Work instruction = In the records below, find the line with "Would you mind marking the dark" and the line with "Would you mind marking the black". Print both exactly, along with every line between them, and no other line.

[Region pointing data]
>>>>

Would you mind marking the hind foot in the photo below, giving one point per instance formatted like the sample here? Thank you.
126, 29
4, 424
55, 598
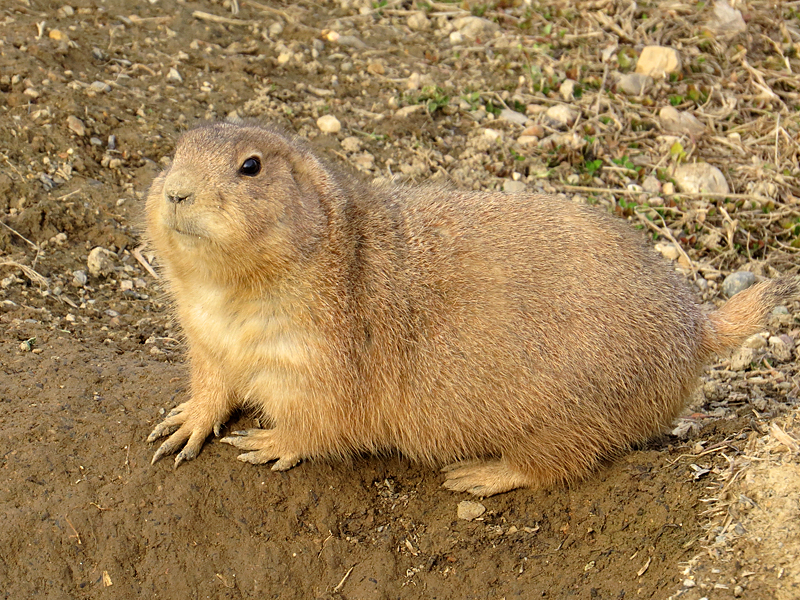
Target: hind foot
484, 477
266, 445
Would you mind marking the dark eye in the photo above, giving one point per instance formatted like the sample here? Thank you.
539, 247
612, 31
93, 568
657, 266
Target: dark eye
250, 167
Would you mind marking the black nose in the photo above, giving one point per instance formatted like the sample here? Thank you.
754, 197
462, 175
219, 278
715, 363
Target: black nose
177, 197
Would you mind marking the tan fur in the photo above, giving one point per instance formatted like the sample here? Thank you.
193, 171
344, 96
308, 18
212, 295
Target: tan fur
525, 335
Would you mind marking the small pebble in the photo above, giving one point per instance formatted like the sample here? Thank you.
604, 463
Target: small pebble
100, 86
513, 187
737, 282
567, 90
174, 76
469, 510
658, 61
329, 124
560, 116
100, 262
418, 21
668, 251
76, 125
409, 110
351, 144
79, 278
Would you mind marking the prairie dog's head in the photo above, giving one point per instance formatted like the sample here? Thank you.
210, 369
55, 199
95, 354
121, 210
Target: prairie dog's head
240, 200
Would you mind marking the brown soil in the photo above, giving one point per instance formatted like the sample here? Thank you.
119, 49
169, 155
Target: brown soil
89, 368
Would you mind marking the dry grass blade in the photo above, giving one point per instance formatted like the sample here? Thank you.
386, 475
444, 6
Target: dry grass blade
30, 273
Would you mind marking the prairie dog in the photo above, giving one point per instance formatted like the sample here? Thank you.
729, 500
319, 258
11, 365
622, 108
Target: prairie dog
518, 339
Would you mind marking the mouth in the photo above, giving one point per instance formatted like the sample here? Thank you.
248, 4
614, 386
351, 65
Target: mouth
183, 228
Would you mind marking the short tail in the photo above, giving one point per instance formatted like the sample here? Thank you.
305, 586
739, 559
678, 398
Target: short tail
745, 313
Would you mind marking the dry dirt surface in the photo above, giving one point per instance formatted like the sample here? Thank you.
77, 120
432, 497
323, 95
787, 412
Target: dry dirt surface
512, 95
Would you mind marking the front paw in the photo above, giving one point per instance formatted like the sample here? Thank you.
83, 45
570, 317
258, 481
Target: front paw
189, 425
266, 446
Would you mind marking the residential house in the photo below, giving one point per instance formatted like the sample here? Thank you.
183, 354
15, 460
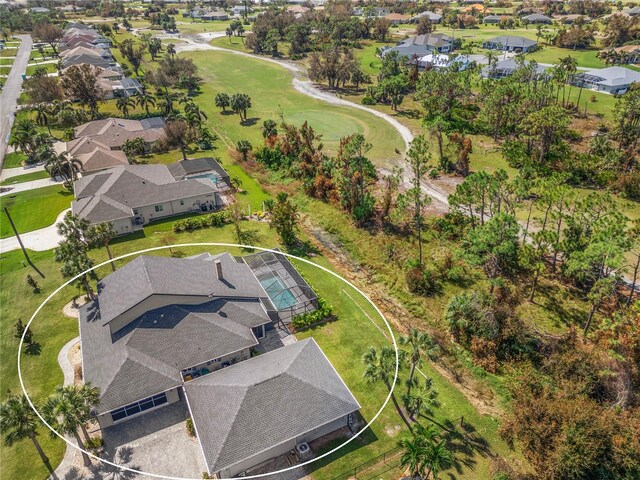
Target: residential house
538, 18
167, 330
573, 18
239, 10
614, 80
432, 16
507, 67
372, 12
476, 8
494, 19
397, 18
441, 60
510, 43
421, 45
215, 15
114, 132
101, 158
297, 10
131, 196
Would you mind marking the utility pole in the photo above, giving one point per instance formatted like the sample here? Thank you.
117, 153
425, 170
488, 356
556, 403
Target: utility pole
24, 250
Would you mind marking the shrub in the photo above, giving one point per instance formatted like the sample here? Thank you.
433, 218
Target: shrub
422, 282
320, 314
191, 431
94, 443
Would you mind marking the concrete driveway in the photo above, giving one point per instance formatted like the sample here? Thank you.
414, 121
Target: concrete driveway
158, 443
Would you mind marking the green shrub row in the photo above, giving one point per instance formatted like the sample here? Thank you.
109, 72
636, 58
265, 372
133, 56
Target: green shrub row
217, 219
321, 313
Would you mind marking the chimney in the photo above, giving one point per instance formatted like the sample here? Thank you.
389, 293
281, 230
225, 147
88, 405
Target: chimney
219, 269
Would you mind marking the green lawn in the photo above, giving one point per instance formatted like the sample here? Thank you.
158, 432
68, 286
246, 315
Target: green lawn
50, 67
13, 160
27, 177
33, 209
273, 95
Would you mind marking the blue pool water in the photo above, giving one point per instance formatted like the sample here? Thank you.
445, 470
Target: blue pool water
214, 178
274, 286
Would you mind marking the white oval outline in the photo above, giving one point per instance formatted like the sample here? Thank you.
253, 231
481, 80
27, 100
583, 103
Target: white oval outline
208, 244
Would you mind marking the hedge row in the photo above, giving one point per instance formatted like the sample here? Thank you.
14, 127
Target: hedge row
217, 219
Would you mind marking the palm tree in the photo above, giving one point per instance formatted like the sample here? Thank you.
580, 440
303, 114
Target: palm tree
421, 400
18, 421
437, 457
145, 99
100, 235
244, 147
269, 129
379, 367
419, 343
222, 101
124, 104
64, 412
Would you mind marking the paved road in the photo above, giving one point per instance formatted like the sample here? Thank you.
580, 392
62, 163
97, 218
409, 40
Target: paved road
32, 185
11, 92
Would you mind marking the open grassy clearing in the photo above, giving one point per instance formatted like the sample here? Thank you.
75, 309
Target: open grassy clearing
273, 96
33, 209
27, 177
344, 341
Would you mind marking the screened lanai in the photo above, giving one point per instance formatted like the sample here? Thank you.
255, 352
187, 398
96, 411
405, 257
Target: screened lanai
289, 293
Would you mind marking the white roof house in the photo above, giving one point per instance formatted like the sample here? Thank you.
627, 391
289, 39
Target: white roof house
615, 80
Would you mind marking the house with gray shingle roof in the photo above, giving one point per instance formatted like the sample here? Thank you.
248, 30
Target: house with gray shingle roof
163, 330
131, 196
614, 80
510, 43
421, 45
298, 375
538, 18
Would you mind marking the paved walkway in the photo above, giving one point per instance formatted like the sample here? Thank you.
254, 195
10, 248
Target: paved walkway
67, 371
32, 185
11, 92
38, 240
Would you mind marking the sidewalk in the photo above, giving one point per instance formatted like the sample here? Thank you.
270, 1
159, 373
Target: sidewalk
38, 240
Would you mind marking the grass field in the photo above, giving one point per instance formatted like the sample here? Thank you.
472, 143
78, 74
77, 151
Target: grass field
27, 177
273, 96
33, 209
13, 159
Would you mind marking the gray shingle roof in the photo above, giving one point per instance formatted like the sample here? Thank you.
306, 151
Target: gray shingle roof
286, 393
146, 276
147, 356
133, 186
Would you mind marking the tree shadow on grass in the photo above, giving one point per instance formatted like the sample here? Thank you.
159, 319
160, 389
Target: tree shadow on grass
249, 122
33, 349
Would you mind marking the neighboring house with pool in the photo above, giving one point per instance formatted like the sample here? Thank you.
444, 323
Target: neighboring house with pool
211, 331
130, 196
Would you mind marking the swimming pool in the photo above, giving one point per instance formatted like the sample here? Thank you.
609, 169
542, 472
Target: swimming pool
278, 293
211, 176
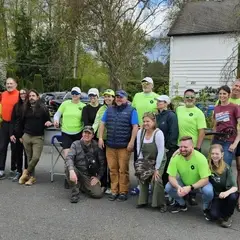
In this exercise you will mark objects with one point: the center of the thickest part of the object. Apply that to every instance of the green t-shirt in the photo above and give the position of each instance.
(71, 116)
(232, 100)
(190, 171)
(223, 182)
(190, 120)
(144, 102)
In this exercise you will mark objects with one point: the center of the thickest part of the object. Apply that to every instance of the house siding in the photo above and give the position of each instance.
(200, 61)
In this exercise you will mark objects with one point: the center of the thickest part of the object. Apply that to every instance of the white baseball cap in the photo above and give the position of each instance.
(93, 91)
(76, 89)
(147, 79)
(164, 98)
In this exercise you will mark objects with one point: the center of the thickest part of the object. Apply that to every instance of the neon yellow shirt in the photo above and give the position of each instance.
(190, 120)
(144, 102)
(71, 116)
(190, 171)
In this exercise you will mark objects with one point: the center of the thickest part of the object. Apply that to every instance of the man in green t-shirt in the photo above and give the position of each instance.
(188, 172)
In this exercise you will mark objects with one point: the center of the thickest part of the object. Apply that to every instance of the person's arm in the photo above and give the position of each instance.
(159, 140)
(201, 125)
(101, 160)
(85, 118)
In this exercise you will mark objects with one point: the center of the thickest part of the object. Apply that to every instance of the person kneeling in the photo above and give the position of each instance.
(85, 166)
(224, 186)
(192, 168)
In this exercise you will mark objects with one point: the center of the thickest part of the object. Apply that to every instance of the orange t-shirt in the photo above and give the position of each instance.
(9, 99)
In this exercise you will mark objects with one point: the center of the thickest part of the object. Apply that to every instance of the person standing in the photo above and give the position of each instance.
(226, 119)
(150, 164)
(15, 135)
(109, 96)
(168, 123)
(224, 186)
(121, 122)
(191, 122)
(33, 122)
(9, 99)
(72, 124)
(89, 111)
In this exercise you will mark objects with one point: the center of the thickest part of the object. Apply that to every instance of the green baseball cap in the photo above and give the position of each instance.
(109, 92)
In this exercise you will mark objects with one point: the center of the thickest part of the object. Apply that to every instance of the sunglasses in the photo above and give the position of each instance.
(75, 93)
(189, 97)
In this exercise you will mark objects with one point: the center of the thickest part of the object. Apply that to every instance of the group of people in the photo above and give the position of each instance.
(98, 141)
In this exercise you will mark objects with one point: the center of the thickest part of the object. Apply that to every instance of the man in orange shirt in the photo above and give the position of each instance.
(9, 99)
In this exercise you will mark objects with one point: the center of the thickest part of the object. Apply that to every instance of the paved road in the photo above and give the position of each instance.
(43, 212)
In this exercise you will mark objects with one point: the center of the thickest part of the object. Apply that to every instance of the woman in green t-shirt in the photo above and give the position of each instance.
(224, 186)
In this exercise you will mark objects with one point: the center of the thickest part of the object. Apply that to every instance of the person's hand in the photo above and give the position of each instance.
(56, 124)
(13, 139)
(94, 181)
(223, 195)
(48, 124)
(156, 175)
(100, 143)
(73, 176)
(177, 152)
(130, 146)
(232, 147)
(181, 192)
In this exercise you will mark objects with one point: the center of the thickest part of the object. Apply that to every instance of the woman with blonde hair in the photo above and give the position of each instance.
(150, 164)
(224, 186)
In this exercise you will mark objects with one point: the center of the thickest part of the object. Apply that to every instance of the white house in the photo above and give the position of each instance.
(204, 46)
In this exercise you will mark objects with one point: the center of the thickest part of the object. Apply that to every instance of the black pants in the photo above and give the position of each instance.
(223, 208)
(168, 155)
(17, 154)
(4, 141)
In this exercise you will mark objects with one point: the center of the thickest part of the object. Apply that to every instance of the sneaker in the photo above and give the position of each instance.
(113, 197)
(226, 223)
(75, 198)
(12, 174)
(206, 214)
(2, 175)
(178, 208)
(122, 197)
(16, 177)
(192, 200)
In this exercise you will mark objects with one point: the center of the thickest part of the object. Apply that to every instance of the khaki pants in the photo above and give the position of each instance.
(33, 146)
(118, 163)
(84, 183)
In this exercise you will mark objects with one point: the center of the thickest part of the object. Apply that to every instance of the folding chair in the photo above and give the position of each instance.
(56, 147)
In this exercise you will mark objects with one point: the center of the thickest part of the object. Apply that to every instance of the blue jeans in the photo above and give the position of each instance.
(228, 156)
(206, 191)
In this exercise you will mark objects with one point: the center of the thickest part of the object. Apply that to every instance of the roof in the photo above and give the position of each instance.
(207, 17)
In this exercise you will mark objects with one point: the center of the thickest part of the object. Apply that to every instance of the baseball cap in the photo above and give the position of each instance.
(76, 90)
(147, 79)
(93, 91)
(164, 98)
(88, 129)
(109, 92)
(121, 93)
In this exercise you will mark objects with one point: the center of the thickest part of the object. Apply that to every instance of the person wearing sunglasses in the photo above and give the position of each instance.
(72, 125)
(90, 111)
(191, 122)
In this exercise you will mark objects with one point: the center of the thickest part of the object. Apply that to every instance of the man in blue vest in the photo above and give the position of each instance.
(121, 122)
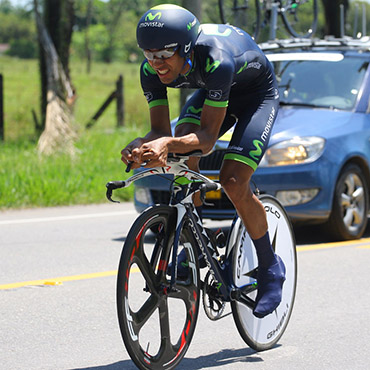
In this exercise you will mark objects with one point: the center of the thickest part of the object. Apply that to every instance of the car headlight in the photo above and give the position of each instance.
(294, 151)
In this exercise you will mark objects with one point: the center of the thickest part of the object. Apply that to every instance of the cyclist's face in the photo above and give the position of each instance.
(168, 69)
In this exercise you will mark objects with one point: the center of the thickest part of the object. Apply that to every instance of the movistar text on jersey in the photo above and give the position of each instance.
(151, 24)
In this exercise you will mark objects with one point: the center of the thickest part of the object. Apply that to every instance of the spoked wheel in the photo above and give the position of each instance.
(348, 219)
(262, 334)
(156, 324)
(300, 17)
(245, 14)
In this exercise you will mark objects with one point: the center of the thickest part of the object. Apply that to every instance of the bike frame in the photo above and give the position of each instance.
(182, 200)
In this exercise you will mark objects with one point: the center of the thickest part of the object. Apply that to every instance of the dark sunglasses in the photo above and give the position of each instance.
(160, 54)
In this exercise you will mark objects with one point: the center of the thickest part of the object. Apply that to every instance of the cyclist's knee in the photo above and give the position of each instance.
(234, 178)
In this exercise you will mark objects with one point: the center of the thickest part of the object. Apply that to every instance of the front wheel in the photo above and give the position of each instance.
(262, 334)
(245, 14)
(157, 324)
(300, 16)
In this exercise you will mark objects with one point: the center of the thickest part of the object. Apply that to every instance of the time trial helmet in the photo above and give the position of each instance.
(168, 26)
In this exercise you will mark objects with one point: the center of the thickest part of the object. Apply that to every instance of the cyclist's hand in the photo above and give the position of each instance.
(155, 153)
(132, 153)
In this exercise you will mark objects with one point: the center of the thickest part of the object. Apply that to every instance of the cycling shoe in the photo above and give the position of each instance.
(269, 288)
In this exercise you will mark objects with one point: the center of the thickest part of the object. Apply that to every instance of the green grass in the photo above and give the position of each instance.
(30, 180)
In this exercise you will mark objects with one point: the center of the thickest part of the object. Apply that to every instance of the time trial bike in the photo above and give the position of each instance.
(157, 308)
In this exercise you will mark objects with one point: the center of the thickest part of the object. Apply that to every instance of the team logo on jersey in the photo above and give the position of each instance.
(149, 96)
(256, 154)
(215, 94)
(187, 47)
(151, 17)
(148, 68)
(212, 67)
(193, 110)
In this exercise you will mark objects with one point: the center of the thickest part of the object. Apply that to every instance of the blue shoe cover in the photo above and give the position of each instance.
(269, 288)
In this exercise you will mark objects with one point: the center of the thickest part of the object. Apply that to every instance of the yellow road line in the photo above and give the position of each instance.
(58, 281)
(362, 244)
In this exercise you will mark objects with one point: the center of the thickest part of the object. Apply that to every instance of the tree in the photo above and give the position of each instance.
(332, 16)
(58, 93)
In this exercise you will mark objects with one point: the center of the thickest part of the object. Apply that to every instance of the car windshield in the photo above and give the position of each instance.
(329, 80)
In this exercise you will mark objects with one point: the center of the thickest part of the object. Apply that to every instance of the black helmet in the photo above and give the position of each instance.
(166, 26)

<<<<

Your response =
Would you mind marking the dark eye in the photo above, giving one point per instance formatted like the sample here? Thank you.
539, 247
612, 31
93, 568
657, 266
Target: dark eye
250, 167
Would you mind marking the black nose in the photo above, giving one point per instance formatted like the sample here? Thank you.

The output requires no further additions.